# EXERCISE GOAL
Edit the listing from its first line through the line containing "[87,20,328,355]" by changing every "image" to "photo" and leaving all else unchanged. Give back only those lines.

━━ SUPPLIED DATA ━━

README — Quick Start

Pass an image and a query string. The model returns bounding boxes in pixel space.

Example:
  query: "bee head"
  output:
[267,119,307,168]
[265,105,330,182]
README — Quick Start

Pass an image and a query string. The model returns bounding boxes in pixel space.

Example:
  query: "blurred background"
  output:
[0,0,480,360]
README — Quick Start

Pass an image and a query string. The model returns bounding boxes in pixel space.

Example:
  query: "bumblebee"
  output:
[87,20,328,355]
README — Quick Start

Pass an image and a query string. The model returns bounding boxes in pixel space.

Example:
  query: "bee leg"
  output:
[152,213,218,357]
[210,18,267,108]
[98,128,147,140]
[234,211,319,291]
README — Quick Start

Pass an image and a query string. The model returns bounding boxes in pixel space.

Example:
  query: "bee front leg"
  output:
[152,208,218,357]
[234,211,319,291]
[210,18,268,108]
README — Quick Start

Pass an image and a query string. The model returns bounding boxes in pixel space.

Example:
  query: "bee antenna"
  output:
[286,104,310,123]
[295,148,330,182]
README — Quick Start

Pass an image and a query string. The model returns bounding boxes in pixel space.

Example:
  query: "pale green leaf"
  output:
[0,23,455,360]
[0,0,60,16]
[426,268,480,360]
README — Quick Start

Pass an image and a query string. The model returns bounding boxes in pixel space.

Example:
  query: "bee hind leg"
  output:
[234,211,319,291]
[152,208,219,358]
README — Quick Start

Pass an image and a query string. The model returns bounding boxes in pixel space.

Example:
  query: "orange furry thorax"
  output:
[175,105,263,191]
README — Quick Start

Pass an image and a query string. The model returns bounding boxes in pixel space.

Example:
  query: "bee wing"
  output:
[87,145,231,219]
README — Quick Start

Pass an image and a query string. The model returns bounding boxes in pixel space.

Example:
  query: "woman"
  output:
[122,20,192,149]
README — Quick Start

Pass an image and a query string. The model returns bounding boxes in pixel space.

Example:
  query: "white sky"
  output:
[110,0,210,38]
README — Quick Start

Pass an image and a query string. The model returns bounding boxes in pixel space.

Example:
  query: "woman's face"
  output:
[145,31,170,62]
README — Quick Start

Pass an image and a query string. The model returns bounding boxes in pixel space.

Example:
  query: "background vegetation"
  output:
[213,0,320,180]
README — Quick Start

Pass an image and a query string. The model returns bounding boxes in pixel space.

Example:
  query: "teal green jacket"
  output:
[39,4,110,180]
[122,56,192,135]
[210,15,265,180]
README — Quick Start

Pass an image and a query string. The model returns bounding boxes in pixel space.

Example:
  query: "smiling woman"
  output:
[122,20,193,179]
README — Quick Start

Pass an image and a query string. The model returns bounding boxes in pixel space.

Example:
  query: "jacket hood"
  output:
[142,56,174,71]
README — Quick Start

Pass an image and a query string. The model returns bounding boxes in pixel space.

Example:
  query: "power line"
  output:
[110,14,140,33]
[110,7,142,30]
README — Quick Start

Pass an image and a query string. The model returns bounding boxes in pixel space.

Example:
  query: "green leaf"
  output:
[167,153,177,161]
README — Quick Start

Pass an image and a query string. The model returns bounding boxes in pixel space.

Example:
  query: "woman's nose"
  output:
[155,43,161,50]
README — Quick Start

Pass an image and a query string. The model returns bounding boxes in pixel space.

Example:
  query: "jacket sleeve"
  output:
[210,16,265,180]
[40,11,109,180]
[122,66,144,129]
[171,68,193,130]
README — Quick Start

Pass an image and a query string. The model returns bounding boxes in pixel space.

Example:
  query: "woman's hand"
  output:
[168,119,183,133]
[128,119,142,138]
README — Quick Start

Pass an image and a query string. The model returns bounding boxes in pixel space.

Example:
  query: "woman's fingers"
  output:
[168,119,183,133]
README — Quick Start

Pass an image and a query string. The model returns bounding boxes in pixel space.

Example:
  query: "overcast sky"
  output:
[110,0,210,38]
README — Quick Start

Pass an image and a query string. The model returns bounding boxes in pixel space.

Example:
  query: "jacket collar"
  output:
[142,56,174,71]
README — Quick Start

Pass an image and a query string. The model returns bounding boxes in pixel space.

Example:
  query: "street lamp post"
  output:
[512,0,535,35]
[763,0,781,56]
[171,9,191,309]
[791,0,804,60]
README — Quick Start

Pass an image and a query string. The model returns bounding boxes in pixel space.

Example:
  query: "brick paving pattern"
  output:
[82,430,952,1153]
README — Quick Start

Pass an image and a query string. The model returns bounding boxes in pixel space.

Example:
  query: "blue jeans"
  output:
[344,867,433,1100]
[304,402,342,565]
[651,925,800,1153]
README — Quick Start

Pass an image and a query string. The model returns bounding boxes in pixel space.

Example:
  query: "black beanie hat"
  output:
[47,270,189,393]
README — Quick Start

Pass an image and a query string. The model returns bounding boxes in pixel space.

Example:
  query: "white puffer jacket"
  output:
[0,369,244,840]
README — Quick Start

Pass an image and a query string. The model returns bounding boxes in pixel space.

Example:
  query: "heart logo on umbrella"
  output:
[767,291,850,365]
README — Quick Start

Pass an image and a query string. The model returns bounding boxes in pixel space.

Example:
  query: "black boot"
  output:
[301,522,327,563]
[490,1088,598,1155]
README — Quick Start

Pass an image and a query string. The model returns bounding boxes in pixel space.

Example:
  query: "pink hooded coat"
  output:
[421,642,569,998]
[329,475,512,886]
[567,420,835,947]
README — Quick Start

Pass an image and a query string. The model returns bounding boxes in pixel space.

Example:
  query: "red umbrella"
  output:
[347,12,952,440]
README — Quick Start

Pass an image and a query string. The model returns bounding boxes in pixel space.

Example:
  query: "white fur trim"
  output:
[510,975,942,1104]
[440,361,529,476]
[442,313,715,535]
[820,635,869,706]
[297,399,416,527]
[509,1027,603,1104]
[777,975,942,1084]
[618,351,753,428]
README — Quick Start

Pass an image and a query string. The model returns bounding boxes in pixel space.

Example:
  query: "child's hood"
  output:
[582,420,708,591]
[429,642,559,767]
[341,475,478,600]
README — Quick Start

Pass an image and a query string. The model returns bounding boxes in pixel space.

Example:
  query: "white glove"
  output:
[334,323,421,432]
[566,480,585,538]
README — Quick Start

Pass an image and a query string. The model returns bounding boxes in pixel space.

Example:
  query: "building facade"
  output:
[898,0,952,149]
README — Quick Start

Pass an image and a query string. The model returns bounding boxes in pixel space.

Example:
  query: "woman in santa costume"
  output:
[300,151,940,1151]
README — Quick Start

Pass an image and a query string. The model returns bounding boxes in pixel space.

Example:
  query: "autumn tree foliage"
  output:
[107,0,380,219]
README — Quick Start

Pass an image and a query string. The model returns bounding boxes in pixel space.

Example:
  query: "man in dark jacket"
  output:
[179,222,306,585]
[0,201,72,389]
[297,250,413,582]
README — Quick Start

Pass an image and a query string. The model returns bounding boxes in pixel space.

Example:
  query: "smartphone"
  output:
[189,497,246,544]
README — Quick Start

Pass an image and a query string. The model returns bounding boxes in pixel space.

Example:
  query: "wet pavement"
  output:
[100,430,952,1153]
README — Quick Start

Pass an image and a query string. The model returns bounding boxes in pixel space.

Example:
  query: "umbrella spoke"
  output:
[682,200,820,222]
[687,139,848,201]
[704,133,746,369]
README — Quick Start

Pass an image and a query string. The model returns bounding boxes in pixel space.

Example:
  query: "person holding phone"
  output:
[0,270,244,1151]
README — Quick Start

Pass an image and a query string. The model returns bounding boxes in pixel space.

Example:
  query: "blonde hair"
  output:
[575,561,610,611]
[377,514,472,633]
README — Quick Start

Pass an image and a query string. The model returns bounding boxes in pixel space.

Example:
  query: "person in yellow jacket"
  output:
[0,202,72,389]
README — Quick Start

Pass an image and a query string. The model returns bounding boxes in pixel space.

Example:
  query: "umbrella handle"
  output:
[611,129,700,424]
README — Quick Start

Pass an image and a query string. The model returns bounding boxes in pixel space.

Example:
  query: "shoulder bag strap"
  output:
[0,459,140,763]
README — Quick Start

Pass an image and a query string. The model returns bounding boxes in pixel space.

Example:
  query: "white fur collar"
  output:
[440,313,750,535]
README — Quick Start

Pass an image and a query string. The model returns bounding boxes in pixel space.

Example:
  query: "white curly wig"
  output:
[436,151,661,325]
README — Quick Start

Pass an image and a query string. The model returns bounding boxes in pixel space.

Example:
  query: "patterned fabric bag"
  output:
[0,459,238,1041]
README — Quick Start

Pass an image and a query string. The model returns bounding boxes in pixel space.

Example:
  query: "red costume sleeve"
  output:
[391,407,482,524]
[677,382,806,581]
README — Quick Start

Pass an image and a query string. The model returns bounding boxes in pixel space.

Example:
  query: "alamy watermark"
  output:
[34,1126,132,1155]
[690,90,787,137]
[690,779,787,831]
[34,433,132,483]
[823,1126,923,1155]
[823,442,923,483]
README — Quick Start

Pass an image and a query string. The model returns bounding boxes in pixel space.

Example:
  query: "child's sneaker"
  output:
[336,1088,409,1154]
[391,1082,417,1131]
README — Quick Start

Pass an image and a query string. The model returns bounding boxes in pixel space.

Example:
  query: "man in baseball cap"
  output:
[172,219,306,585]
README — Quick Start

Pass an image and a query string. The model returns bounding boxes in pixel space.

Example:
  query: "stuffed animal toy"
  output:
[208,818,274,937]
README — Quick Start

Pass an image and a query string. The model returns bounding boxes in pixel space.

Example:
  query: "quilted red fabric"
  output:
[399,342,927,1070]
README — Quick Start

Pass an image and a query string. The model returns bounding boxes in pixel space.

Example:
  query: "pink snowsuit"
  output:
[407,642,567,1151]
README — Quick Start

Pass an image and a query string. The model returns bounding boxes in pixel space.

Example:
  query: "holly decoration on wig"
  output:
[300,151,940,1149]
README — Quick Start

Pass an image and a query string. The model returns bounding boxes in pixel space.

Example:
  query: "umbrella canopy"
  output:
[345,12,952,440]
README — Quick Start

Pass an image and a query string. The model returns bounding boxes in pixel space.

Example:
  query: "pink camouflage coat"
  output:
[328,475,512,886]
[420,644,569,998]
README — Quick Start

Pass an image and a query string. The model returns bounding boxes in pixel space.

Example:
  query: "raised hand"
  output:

━━━

# EXERCISE RESULT
README — Quick Start

Pass an photo and a query string. The model returns bounding boxes in pixel space.

Example:
  query: "bee head"
  output:
[267,119,307,168]
[265,105,330,182]
README — Quick Start

Pass an photo and a query string. The model returns bounding boxes in pixel space.

Example:
  query: "blurred background"
  output:
[0,0,480,360]
README — Quick Start

Pass an photo and a query string. The model returns bounding boxes in pixel space.

Example:
  query: "bumblebee"
  output:
[87,20,328,355]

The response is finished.